PAGE TEXT Start Marker
Saturday, July 30, 2016

IF I HAD BEEN BORN BLACK

   If I had been born black at the same time and place where I grew up I would not have been called black, African-American, or any such terms that came into vogue in the late sixties.  The most polite people would have called me Negro.  The less enlightened would have referred to me as that colored boy, and I can point in old school yearbooks to 2 or 3 who would have called me nigger.  I know; I went to high school with them and had to listen to them.
   By recalling the experience of the first family of color to move into our rural community I can say that most people would have treated me respectfully.  The school bus driver would have given the same talk to every one on the bus that she gave to us the day before the children of that family rode the bus for the first time.  I do not recall all her words (I was only about age 10) but she made it clear that if any of us said or did anything to make those children feel unwelcome we would answer to her.  I would have been warmly accepted by many other children but in retrospect I can see that the adults would never accept me being too friendly with white girls.  That could have meant serious trouble; not like the deep south maybe, but serious none the less.
PAGE TEXT End Marker
PROVIDED INFORMATION Start Marker
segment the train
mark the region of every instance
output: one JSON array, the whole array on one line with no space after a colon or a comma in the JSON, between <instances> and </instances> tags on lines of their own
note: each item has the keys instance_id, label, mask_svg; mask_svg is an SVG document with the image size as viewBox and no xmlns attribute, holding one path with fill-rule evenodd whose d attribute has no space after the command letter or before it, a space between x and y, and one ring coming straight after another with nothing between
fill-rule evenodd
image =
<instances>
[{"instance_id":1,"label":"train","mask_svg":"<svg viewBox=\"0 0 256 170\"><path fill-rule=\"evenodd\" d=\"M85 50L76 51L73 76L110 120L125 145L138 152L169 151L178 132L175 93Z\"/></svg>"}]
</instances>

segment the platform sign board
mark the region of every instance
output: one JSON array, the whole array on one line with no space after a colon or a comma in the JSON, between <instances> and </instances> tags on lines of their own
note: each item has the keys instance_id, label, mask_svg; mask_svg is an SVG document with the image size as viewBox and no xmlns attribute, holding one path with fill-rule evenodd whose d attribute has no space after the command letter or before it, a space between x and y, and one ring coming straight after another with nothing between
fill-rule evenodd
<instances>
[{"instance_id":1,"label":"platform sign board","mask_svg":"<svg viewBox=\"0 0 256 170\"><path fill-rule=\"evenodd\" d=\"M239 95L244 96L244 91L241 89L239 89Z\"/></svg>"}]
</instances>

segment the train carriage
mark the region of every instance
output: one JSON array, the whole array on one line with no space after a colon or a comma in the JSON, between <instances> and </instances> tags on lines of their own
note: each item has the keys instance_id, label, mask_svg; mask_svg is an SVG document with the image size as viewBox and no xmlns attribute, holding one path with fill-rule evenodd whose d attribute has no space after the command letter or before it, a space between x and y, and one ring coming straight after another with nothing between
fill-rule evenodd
PROVIDED INFORMATION End Marker
COMPLETE THE FOLLOWING:
1. In the essay "If I Had Been Born Black," about how old was the writer when the first family of color moved into the rural community?
2. Rewrite the passage of the essay "If I Had Been Born Black" starting at "Saturday, July 30, 2016" and ending at "listen to them.", swapping "yearbooks" for "annuals".
3. Carry on the essay "If I Had Been Born Black" from its last sentence.
The listing comes from a separate source and is unrelated to the page text.

ANSWERS:
1. About age 10.

2.
Saturday, July 30, 2016

IF I HAD BEEN BORN BLACK

   If I had been born black at the same time and place where I grew up I would not have been called black, African-American, or any such terms that came into vogue in the late sixties.  The most polite people would have called me Negro.  The less enlightened would have referred to me as that colored boy, and I can point in old school annuals to 2 or 3 who would have called me nigger.  I know; I went to high school with them and had to listen to them.

3.
   I would have been accepted in either of the two churches in that town just like I was at school.  Any athletic ability at all would have only enhanced my acceptance.  But, I am sure that I would never have felt totally a part of life in the community.  So, my family would have taken me about 20 miles to the nearest all-black church and to all-black social activities in that city.  I could have gone roller skating in that city only on Monday evenings.  That evening was for colored people only.  All other evenings were for whites only. 
   I could never have gone to school in Georgia as I did at age 17.  If that school had admitted me they would have faced severe reprisals.  The burning of one of their campus buildings in the 1950's was thought to have been a warning from some locals to not even think about it.  Since that year was so spiritually decisive for me I can only speculate what I would have done next.  After graduating from the local public high school I could have gone to Moody Bible Institute just as I did.  They were integrated from nearly their founding in 1886.  But I would have listened to the Dean of Men tell the assembled male students to date only those of your own race.  I would have quickly caught on that dating and marriage is where even the most accepting of white evangelical Christians drew the line in those days, and they drew it with great firmness!  They were, in the words of Romans 12:2, conformed to the culture around them and not yet transformed.  I would have probably read the poll results in the late 1950's that only about 2 % of Americans were accepting of intermarriage.  I look back from today when the percentages are exactly reversed.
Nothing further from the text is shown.